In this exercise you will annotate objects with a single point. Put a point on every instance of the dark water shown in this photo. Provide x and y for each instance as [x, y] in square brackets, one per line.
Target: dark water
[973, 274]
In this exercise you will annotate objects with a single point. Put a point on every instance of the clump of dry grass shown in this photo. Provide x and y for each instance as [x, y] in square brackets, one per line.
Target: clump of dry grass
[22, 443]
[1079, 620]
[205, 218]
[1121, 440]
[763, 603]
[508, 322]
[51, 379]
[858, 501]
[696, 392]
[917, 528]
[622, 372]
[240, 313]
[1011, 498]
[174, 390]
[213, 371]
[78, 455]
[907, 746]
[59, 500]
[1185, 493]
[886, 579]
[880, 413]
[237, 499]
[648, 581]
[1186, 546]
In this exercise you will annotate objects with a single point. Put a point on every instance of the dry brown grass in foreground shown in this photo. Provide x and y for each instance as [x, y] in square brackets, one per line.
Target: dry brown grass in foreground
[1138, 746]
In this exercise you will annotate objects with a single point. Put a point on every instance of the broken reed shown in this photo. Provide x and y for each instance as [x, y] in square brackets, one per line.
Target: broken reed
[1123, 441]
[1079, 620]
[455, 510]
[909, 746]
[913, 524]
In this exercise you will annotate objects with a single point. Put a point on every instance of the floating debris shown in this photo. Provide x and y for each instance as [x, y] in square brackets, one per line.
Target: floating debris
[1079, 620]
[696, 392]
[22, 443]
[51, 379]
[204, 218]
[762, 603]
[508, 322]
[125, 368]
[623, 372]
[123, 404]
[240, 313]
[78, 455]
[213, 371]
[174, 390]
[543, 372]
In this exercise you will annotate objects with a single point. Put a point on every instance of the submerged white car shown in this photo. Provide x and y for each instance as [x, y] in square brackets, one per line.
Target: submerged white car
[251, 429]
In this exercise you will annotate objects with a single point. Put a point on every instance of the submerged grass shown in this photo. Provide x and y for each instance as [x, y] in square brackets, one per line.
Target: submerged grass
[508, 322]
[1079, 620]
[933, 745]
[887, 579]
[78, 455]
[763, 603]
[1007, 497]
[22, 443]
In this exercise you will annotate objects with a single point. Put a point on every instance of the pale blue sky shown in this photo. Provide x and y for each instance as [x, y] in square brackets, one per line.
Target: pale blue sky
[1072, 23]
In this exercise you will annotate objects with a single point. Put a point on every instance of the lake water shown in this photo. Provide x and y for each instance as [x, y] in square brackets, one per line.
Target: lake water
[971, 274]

____

STATED PROBLEM:
Rewrite all of the records above, replacing each "instance" with "occurrence" and leaving everything else unchanged.

WRITTEN RESPONSE:
In this exercise you will annotate objects with a single point. Put a point on every occurrence of the dark water shown in this photo. Provide x and y for each occurrence as [x, y] in square brackets, one per line.
Target: dark water
[973, 274]
In this exercise you will annotate objects with a single point. Put a point on every occurrence of the clump of dry grass shown in this photo. Provide x and y for each occurrence as [x, y] in square brackets, one per line.
Target: clump of dry grass
[22, 443]
[1079, 620]
[205, 218]
[1121, 440]
[763, 603]
[508, 322]
[51, 379]
[858, 501]
[696, 392]
[917, 528]
[622, 372]
[240, 313]
[1011, 498]
[174, 390]
[213, 371]
[78, 455]
[907, 746]
[59, 500]
[1185, 493]
[886, 579]
[880, 413]
[237, 499]
[648, 581]
[1186, 546]
In this exercise you will annotate objects with a single point. Put a point on every occurrence of the dry brown grass in foreground shown in this photo. Provide x and y for each occurrence as [x, y] in square brackets, one per line.
Target: dry brown grass in foreground
[1138, 746]
In this exercise you will annotate objects with a single point. Put a point on every occurrence of the broken reed shown in this photo. Provide x and y for each occurrence as [x, y] in square brackets, one per line.
Target: broken reed
[1123, 441]
[1079, 620]
[455, 510]
[909, 746]
[913, 524]
In this exercise you will annotate objects with a single point. Put a point on every occurrence of the floating debris shown in this photo. Provide x and y for each occurrence as [x, y] in square brackets, one per line.
Target: floating debris
[1079, 620]
[696, 392]
[22, 443]
[51, 379]
[204, 218]
[762, 603]
[508, 322]
[125, 368]
[623, 372]
[123, 404]
[240, 313]
[78, 455]
[213, 371]
[174, 390]
[543, 372]
In this exercise you will annotate objects with a single point. Put a point on every occurrence of the submerged white car shown in this photo. Provide x and y for each occurrence as [x, y] in square brackets, one per line.
Target: submerged white car
[251, 429]
In this exercise you will annotate objects with a single point. Put a point on every occurrence of the submerged grass shown in this photo. Provide x and y for each occurrence as [x, y] in square brackets, one per line.
Target: submerged grass
[508, 322]
[1079, 620]
[933, 745]
[887, 579]
[78, 455]
[763, 603]
[1007, 497]
[22, 443]
In this exercise you will annotate objects with a single point. Put a point on every occurrence of the pale blue sky shown in this photo. Provide x and y for each occurrence as [x, y] in square brackets, one per line.
Target: pale blue sky
[1072, 23]
In this exercise you will annotate objects with a single point. Put a point on every occurrence of the lake water shown in this photo. Provide x and y for each occurrence as [x, y] in square brackets, one per line.
Target: lake water
[971, 274]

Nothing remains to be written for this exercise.